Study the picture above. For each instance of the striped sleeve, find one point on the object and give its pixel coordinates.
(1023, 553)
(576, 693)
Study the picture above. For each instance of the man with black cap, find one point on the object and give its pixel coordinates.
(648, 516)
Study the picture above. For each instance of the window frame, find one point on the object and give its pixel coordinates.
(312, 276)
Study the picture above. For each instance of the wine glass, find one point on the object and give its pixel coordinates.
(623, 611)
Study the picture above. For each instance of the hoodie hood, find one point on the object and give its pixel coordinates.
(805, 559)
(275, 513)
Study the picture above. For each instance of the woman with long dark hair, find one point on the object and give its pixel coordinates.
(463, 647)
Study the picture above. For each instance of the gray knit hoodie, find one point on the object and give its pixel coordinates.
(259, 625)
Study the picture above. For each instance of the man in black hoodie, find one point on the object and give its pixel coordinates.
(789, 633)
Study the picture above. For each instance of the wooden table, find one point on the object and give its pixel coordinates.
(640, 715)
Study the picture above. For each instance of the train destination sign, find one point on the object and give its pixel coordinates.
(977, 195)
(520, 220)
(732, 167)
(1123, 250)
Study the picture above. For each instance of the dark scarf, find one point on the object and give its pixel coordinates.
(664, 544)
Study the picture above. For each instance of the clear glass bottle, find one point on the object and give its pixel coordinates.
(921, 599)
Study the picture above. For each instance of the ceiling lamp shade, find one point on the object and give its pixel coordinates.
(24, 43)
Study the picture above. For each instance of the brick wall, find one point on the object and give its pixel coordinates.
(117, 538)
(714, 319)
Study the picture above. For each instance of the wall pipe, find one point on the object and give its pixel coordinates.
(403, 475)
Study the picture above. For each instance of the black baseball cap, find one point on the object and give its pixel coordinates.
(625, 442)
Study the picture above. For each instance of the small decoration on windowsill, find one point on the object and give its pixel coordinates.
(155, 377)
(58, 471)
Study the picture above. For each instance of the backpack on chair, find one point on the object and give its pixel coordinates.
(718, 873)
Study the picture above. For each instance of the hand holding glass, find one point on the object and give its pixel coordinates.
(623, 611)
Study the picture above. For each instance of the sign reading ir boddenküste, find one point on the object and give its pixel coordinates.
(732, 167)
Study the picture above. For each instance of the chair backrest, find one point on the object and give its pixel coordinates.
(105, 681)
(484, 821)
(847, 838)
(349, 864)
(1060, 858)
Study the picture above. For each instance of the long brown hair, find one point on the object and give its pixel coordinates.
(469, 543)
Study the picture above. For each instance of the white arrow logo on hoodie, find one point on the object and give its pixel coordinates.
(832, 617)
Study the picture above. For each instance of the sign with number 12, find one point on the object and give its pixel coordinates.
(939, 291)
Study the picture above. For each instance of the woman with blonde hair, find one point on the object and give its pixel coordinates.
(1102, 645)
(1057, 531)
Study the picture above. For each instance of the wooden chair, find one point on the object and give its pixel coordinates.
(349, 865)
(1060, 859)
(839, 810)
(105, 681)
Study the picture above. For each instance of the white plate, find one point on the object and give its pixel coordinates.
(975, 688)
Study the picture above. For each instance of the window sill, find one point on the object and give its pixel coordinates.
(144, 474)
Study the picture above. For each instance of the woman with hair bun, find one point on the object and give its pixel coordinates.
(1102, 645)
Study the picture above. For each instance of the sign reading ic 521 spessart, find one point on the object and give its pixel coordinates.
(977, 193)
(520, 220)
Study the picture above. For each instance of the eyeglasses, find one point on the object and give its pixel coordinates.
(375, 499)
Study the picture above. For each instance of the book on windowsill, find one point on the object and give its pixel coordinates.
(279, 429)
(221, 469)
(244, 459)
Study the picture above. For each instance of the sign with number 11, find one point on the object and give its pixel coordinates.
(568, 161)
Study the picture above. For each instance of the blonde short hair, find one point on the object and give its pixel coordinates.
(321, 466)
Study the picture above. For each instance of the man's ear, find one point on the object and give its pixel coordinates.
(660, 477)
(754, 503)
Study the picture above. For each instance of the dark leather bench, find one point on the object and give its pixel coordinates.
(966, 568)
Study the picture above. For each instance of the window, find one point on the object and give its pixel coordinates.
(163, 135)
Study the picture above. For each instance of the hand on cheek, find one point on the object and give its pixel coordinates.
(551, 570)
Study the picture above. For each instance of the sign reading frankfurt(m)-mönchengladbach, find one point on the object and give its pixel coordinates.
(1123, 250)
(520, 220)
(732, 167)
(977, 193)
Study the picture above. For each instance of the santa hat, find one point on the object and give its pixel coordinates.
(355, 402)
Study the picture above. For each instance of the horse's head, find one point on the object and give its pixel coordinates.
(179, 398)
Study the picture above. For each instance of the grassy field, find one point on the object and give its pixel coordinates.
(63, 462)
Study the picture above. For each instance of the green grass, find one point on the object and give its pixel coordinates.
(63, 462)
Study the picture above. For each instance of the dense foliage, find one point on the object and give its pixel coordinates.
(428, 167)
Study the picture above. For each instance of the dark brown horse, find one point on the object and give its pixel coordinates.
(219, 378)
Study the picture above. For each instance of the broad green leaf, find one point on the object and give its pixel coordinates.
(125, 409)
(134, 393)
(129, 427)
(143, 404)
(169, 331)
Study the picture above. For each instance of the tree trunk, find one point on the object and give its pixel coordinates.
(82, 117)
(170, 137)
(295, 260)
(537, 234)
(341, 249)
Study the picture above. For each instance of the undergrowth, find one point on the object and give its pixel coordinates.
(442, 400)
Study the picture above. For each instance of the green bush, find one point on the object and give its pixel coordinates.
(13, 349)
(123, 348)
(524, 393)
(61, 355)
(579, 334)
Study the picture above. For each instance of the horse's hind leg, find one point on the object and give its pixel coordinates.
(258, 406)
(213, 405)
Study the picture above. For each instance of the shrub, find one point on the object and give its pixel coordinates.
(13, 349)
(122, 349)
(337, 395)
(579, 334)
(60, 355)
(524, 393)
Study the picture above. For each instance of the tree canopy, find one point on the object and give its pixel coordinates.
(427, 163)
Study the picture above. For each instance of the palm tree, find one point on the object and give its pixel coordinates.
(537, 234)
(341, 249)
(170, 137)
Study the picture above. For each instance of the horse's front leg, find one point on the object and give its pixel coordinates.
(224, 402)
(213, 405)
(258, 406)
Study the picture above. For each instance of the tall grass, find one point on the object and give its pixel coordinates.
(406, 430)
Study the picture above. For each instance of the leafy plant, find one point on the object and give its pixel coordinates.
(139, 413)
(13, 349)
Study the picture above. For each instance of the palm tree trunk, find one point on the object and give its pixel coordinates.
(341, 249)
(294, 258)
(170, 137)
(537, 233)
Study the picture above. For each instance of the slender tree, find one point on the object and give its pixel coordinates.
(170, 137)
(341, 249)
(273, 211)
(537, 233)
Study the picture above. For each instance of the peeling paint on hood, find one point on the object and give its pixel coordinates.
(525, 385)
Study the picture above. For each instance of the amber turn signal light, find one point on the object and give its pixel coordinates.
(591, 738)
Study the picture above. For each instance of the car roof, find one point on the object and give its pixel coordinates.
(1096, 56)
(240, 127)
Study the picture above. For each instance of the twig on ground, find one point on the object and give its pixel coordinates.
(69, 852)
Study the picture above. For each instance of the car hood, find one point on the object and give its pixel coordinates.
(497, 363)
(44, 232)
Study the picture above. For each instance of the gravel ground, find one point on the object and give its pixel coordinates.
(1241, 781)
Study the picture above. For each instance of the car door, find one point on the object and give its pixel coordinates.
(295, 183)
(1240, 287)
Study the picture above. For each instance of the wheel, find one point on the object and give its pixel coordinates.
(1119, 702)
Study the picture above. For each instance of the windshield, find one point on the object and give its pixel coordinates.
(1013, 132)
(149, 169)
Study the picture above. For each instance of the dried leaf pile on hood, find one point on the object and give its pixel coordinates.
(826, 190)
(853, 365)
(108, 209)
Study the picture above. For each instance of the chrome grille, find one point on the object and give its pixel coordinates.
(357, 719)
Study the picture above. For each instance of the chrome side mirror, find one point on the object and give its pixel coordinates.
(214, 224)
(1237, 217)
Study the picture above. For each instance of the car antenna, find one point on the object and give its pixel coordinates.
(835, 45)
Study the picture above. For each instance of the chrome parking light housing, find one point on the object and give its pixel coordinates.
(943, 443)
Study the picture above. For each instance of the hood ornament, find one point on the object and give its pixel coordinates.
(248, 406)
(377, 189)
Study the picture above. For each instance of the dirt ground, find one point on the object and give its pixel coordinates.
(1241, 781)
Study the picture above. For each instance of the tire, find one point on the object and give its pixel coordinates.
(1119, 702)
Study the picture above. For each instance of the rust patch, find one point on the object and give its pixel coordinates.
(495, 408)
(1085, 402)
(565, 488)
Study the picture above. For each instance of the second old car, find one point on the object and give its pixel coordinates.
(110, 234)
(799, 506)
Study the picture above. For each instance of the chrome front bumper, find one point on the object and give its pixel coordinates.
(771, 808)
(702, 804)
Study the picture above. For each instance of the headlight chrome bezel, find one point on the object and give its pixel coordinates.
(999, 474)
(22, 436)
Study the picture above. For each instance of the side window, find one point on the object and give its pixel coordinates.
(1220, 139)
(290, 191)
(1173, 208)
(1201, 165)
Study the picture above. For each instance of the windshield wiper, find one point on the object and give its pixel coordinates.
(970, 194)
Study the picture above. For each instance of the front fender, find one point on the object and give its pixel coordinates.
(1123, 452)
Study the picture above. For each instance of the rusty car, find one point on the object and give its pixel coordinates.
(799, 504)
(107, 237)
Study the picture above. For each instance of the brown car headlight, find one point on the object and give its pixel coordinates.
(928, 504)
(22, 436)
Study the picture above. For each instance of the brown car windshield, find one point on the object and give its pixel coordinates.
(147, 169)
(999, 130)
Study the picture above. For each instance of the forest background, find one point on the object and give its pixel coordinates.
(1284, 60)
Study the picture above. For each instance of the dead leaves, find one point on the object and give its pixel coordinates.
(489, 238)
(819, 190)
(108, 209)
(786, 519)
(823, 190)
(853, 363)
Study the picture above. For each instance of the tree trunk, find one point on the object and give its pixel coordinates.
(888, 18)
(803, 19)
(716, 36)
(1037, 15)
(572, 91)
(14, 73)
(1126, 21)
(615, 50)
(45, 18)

**********

▶ **Was verlangt wird**
Schreib die Zeilen des Materials oben ab, beginnend mit der Zeile, die „Study the picture above. For each instance of the rusty“ enthält, bis zum Ende des Materials, beide Enden eingeschlossen und ohne jede Änderung.

▶ **Lösung der Aufgabe**
Study the picture above. For each instance of the rusty car, find one point on the object and give its pixel coordinates.
(799, 504)
(107, 237)
Study the picture above. For each instance of the brown car headlight, find one point on the object and give its pixel coordinates.
(928, 504)
(22, 436)
Study the picture above. For each instance of the brown car windshield, find one point on the object and give its pixel coordinates.
(147, 169)
(999, 130)
Study the picture above. For each instance of the forest background, find one point on the object and give its pixel coordinates.
(1284, 60)
Study the picture above. For each instance of the dead leaves, find one point on the object and give its pixel coordinates.
(489, 238)
(819, 190)
(108, 209)
(786, 519)
(823, 190)
(853, 363)
Study the picture above. For each instance of the tree trunk, find one point on the object and give its pixel coordinates.
(888, 18)
(803, 19)
(716, 36)
(1037, 15)
(572, 91)
(14, 73)
(1126, 21)
(615, 50)
(45, 18)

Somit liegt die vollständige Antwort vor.